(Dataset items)
+===+

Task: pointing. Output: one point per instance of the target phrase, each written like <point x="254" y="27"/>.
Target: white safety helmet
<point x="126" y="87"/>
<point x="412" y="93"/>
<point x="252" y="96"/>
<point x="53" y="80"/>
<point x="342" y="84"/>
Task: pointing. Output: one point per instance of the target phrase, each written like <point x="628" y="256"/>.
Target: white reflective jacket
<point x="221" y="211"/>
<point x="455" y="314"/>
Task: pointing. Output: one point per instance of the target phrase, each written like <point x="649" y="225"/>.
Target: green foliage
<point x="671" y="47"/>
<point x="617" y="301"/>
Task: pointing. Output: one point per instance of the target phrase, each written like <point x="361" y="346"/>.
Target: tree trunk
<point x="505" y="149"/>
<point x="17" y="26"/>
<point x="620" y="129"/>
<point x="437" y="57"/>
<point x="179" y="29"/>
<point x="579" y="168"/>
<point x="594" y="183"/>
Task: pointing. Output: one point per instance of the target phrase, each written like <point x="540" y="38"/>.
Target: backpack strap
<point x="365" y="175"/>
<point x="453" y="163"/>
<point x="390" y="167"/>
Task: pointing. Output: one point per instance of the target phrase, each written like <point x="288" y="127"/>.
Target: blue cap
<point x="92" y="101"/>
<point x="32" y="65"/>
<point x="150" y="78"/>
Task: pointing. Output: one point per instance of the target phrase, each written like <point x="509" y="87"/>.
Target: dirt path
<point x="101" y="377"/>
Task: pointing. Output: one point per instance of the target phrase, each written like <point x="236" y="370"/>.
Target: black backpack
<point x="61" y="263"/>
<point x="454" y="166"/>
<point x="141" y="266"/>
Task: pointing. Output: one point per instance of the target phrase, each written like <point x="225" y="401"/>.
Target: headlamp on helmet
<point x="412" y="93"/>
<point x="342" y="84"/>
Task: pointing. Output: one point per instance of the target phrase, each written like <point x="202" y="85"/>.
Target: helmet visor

+===+

**Requirement:**
Send back every record, precisely as written.

**Correct output:**
Task: pointing. Output: one point per instance of the target phrase, each written like <point x="254" y="27"/>.
Target: white safety helmet
<point x="126" y="87"/>
<point x="412" y="93"/>
<point x="252" y="96"/>
<point x="53" y="80"/>
<point x="342" y="84"/>
Task: pointing. Output: one point per instance of the target phrase, each written like <point x="628" y="256"/>.
Target: white reflective jacket
<point x="221" y="211"/>
<point x="455" y="314"/>
Task: pointing. Output: one point per instance of the target phrase, each written like <point x="649" y="225"/>.
Target: green foliage
<point x="671" y="47"/>
<point x="617" y="301"/>
Task: pointing. Output: one point per instance of the target phrase, each written like <point x="361" y="346"/>.
Target: tree trunk
<point x="505" y="149"/>
<point x="17" y="26"/>
<point x="620" y="129"/>
<point x="437" y="57"/>
<point x="179" y="29"/>
<point x="579" y="168"/>
<point x="594" y="183"/>
Task: pointing. Output: one point per instance of the target phrase, each written like <point x="540" y="38"/>.
Target: backpack strap
<point x="365" y="175"/>
<point x="453" y="163"/>
<point x="390" y="167"/>
Task: pointing. Output: one point per instance of the target phrase, each written like <point x="288" y="127"/>.
Target: blue cap
<point x="92" y="101"/>
<point x="32" y="65"/>
<point x="150" y="78"/>
Task: pointing. Output: one point per instance of the target phrase, each written like <point x="509" y="87"/>.
Target: dirt path
<point x="101" y="377"/>
Task: pointing. Output: one point per instance of the target phrase, each written like <point x="236" y="370"/>.
Target: black backpack
<point x="61" y="263"/>
<point x="454" y="166"/>
<point x="141" y="266"/>
Task: pointing. Output: one point per instance of the target phrase, each written like <point x="225" y="401"/>.
Target: headlamp on helmet
<point x="412" y="93"/>
<point x="342" y="84"/>
Task: pointing. Output: one point per instance of the target phrase, each written like <point x="202" y="85"/>.
Target: helmet visor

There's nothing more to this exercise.